> **DOCUMENT SEGMENT**
Lancelot by Walker Percy
Review and thoughts on the book Lancelot by Walker Percy.
Warning: this contains spoilers. Don’t click through if you haven’t read the book and don’t want to know what happens in it.
We spend the entire book in the increasingly disturbing (but not unsympathetic) mind of Lancelot Lamar, a disenchanted liberal Southern lawyer who, in the light of discovering his wife’s infidelity, procedes on a personal quest to discover the “unholy grail,” a real sin in a world where every evil is just a symptom of diseased minds.
The novel is his description of this quest to an old high school and college friend, turned Catholic priest, turned doctor, Percival, from the asylum in which Lancelot is a patient. The climax of the quest is Lancelot committing a mass murder, cutting the throat of his wife’s current lover and burning down his mansion with his wife and half a dozen ineberiated people still inside (his cheating wife, his wife’s former lover, a swinger couple that has convinced his teenage daughter into joining in their orgies).
Near the end, Lancelot gives his syllogism, what he has learned from his quest for the unholy grail:
- We are living in Sodom.
- I do not propose to live in Sodom or to raise my son and daughters in Sodom.
- Either your God exists or he does not.
- If he exists, he will not tolerate Sodom much longer. He will either destroy it or let the Russians or the Chinese destroy it, just as he turned the Assyrians loose on the Jews and Sparta on Athens. …
- If God does not exist, then it will be I and not God that will not tolerate it. … But the difference between me and God is that I won’t tolerate the Russians or the Chinese either. God uses instruments. I am my own instrument. …
- I’ll wait and give your God time.
We never hear Percival speak (until the final page), but the novel is really about the effect that Lancelot’s recounting of his quest has on him. At the start of the novel, we get the image of Percival as something of what modern Catholics would think of as a Vatican II priest. He dresses in contemporary style and does not wear clerical vestments. His stock response is that we need more love in the world. When asked by a young woman who knows him to say a prayer at a cemetary for her deceased mother, he demurs. He becomes a medical doctor after his ordination, but it is hinted that the reason for this is so that he doesn’t have to be a parish priest, doesn’t have to deal with the day-to-day realities and banalities of Catholic priesthood.

> **EXTRACTED MATERIAL**
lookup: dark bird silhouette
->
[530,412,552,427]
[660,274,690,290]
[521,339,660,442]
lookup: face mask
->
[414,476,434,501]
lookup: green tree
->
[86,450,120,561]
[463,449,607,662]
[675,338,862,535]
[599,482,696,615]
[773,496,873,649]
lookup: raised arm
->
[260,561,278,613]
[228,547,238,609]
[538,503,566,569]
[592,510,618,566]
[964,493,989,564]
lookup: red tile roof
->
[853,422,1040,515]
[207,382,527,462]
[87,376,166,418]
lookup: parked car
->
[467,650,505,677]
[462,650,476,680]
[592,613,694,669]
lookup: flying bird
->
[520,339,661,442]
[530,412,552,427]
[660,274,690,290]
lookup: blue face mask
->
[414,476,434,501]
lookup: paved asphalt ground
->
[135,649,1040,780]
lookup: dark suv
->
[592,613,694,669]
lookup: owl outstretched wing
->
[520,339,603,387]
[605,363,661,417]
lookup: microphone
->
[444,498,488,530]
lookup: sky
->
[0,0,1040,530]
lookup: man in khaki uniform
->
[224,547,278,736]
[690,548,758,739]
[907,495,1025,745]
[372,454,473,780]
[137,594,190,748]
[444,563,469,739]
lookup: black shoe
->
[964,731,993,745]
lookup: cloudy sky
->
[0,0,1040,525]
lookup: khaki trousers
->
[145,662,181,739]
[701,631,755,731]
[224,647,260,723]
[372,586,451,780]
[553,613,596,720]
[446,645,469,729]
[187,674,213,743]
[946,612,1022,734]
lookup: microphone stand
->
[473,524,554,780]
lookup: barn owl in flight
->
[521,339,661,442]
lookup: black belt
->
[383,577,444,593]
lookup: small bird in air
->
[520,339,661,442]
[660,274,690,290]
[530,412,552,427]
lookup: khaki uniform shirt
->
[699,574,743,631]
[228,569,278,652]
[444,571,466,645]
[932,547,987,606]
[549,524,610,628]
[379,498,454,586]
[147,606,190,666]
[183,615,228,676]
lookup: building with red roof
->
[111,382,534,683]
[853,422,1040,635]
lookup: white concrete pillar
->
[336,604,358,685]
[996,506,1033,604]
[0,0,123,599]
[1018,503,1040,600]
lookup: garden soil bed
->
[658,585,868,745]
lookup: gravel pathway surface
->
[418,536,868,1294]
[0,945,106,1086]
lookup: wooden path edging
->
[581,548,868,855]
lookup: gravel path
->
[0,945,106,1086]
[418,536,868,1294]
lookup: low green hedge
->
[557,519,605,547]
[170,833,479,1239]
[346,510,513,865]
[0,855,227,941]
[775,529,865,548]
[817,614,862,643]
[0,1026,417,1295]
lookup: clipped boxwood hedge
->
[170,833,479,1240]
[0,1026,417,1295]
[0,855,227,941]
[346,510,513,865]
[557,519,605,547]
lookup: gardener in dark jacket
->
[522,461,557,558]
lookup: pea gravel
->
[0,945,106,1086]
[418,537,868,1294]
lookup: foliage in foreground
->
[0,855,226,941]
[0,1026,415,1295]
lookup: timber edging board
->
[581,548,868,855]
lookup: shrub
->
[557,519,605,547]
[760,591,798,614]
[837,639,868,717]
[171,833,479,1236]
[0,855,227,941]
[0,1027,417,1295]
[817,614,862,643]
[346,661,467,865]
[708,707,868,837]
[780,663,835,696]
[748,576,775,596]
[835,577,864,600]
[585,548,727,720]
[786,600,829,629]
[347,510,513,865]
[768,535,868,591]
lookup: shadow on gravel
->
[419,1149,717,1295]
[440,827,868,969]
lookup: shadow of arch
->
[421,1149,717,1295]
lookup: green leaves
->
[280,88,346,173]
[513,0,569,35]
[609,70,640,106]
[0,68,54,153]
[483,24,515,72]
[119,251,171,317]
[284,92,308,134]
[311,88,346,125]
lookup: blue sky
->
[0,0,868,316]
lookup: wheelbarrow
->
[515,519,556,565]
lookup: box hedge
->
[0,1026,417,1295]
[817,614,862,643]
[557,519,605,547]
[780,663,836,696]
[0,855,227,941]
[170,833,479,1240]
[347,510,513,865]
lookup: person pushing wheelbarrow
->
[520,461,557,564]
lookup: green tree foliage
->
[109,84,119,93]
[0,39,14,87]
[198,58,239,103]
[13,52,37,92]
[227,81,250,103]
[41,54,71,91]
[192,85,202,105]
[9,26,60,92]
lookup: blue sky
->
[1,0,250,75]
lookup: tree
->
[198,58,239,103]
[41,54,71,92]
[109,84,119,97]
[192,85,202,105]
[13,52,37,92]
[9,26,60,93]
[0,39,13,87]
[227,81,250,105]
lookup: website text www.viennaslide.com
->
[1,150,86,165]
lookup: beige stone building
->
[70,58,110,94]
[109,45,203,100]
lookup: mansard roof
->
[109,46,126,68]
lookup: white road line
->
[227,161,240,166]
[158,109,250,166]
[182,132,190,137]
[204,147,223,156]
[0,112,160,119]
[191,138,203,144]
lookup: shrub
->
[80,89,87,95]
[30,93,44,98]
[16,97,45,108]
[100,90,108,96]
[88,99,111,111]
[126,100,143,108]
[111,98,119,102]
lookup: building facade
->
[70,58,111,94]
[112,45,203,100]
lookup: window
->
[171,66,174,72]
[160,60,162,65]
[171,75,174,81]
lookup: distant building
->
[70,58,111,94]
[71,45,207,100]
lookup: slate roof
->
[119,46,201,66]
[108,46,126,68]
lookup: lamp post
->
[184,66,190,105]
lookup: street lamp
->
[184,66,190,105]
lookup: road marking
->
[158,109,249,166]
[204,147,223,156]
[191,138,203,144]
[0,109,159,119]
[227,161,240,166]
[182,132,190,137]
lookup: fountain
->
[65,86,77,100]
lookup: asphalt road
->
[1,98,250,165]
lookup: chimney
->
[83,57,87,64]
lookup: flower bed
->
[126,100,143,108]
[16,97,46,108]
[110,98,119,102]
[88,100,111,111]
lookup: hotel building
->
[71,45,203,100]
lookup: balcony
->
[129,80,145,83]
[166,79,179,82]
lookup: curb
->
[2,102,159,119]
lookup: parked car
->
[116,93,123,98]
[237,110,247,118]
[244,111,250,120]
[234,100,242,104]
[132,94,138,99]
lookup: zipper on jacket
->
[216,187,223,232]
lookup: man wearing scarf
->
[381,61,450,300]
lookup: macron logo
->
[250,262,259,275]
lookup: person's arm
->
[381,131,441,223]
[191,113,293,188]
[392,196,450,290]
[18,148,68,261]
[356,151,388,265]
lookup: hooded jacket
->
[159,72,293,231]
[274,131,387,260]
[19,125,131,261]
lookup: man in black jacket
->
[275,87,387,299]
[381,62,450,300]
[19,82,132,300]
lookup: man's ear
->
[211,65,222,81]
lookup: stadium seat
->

> **TASK REQUIREMENTS**
**1)** Duplicate the passage of the Lancelot review starting at "Warning: this contains" and ending at "of diseased minds.".
**2)** Please list every people named by nationality or ethnicity in Lancelot's syllogism in the Lancelot review.

> **ANSWERS TO EACH TASK**
**1)**
Warning: this contains spoilers. Don’t click through if you haven’t read the book and don’t want to know what happens in it.
We spend the entire book in the increasingly disturbing (but not unsympathetic) mind of Lancelot Lamar, a disenchanted liberal Southern lawyer who, in the light of discovering his wife’s infidelity, procedes on a personal quest to discover the “unholy grail,” a real sin in a world where every evil is just a symptom of diseased minds.

**2)** Russians, Chinese, Assyrians, Jews